- [Short exercise 1]
Answer these questions from the post on SQL joins:
(a) In MS SQL Server, what do the two queries both produce?
(b) From whom does the writer say the approach of starting with cross joins was borrowed?
(c) For which kind of join does the writer say LINQ has a problem?
- [Short exercise 2] Transcribe the stretch of the post on SQL joins from "LINQ can thus" through "use of sub-queries.".

- [Excerpt to read]
• • • • • • •
In MS SQL Server, the two queries:
-----------------
SELECT au_fname, au_ord
FROM authors, titleauthor
WHERE authors.au_id=titleauthor.au_id
------------------
and
---------------------
SELECT au_fname, au_ord
FROM authors INNER JOIN titleauthor
ON authors.au_id=titleauthor.au_id
-----------------------
produce, both, the SAME query plan. Remember that SQL is not about HOW TO
get the result, but about to DESCRIBE the result you want. The HOW TO, the
imperative part, is ideally left to the database.
So, yes, if the query plan would use a cross join to solve the problem, that
would be inefficient, but as writing the description of what I want, there
is NO PROBLEM using a CROSS JOIN to do it, FOLLOWED by a WHERE clause.
When I said that SQL joins are probably easier to understand by STARTING
with cross joins, I meant as a mean to understand them, not HOW the database
should (would) do it. In fact, I am far from the first using that approach,
indeed, I 'borrow' the approach from Joe Celko. (The outer joins are then
explained by the re-injection of each row, from the preserved side, which
would have disappear.)
LINQ can thus allow easy non-equi-join if you start by describing a cross
join, and the use the WHERE clause to describe the condition that you would
normally put in the ON clause of the INNER join. The problem is for OUTER
NON EQUI join, only. In some cases, you can still make use of sub-queries.
• • • • • • •
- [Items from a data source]
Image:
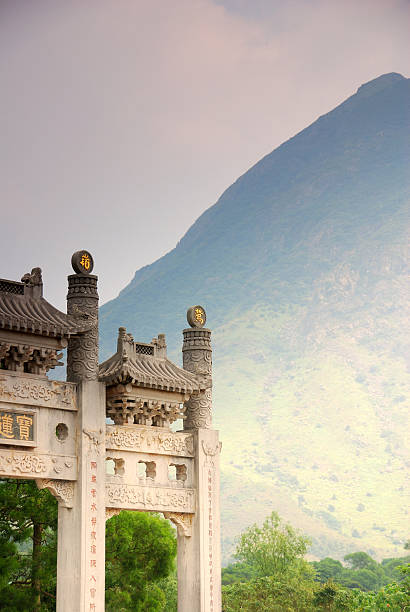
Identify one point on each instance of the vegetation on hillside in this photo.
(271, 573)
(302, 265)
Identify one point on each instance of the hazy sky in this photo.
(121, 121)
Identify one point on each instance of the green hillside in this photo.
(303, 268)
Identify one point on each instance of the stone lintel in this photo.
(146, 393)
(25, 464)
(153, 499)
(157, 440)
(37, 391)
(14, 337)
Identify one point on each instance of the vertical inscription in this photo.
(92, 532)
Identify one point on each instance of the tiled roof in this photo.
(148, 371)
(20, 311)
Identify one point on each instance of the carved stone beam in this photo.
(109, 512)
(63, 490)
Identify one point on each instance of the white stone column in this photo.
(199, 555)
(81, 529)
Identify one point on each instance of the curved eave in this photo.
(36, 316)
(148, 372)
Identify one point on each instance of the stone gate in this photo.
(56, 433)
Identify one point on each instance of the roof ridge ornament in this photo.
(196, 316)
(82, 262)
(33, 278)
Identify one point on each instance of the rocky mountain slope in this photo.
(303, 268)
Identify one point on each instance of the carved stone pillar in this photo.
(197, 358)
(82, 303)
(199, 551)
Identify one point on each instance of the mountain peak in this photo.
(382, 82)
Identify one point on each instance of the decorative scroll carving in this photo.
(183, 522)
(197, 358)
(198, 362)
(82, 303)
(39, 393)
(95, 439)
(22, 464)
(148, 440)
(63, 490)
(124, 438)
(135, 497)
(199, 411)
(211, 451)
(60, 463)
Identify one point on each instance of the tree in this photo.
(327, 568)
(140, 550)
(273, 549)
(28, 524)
• • • • • • •
- [Finished answer 1]
(a) The same query plan.
(b) Joe Celko.
(c) Outer non-equi joins.

- [Finished answer 2]
LINQ can thus allow easy non-equi-join if you start by describing a cross
join, and the use the WHERE clause to describe the condition that you would
normally put in the ON clause of the INNER join. The problem is for OUTER
NON EQUI join, only. In some cases, you can still make use of sub-queries.